▶ Record elencati:
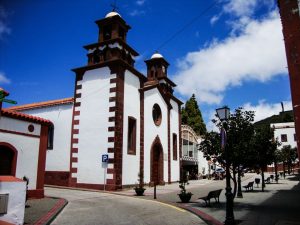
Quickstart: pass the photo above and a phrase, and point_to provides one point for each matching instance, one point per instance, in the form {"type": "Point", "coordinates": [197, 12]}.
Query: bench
{"type": "Point", "coordinates": [249, 186]}
{"type": "Point", "coordinates": [212, 194]}
{"type": "Point", "coordinates": [267, 181]}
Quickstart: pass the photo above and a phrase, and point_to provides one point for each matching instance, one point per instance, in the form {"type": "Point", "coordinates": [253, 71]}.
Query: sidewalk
{"type": "Point", "coordinates": [278, 205]}
{"type": "Point", "coordinates": [43, 211]}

▶ Istruzione:
Puoi riscrivere l'intero elenco sostituendo "sidewalk" con "path", senza cambiare nient'altro e lasciando fuori le immagini?

▶ La soluzione:
Quickstart: pass the photo above and a phrase, and point_to provides one point for each matching instance, one point per instance, in the form {"type": "Point", "coordinates": [197, 12]}.
Query: bench
{"type": "Point", "coordinates": [249, 186]}
{"type": "Point", "coordinates": [212, 194]}
{"type": "Point", "coordinates": [267, 181]}
Quickstart: pass the photo above and a phrase, and point_to provides one point for each matching instance, one point per instance, in the form {"type": "Point", "coordinates": [253, 71]}.
Query: path
{"type": "Point", "coordinates": [278, 205]}
{"type": "Point", "coordinates": [43, 211]}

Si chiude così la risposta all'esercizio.